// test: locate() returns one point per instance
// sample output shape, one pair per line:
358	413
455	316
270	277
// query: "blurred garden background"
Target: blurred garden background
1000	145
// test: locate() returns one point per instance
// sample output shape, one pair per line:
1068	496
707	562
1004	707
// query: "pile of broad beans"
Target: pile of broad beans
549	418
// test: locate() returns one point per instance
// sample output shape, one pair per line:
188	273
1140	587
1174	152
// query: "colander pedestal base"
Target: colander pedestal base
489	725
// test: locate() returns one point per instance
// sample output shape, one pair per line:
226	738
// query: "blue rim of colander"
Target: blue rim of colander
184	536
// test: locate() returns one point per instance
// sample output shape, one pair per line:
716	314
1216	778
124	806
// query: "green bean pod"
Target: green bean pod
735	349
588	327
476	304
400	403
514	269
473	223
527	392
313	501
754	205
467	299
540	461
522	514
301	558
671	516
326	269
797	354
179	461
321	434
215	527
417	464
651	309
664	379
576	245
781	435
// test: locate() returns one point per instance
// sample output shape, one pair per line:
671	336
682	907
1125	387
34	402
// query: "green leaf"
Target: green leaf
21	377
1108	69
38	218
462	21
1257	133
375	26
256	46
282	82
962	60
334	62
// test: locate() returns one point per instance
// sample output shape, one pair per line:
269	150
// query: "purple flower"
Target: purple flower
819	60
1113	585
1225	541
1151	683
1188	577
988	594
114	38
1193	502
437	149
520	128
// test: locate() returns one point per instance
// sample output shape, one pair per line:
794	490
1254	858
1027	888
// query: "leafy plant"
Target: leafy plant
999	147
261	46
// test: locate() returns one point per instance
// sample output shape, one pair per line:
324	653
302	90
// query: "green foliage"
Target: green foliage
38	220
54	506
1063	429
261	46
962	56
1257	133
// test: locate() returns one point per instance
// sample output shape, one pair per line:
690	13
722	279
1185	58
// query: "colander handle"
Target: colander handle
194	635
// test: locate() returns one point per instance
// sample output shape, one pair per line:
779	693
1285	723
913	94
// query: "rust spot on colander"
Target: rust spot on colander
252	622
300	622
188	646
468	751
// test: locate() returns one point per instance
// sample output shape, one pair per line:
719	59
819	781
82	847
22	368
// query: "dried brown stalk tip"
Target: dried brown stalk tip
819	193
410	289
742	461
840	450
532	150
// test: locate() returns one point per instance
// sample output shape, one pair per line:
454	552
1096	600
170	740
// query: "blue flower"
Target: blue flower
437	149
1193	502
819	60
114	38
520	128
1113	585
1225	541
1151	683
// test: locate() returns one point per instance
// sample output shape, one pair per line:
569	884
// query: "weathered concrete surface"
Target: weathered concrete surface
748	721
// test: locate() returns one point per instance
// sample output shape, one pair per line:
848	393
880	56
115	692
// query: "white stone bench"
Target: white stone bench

###

* Work to be completed
Count the lines in the entries above that contain the string "weathered". Reply with the number only.

* Reply
2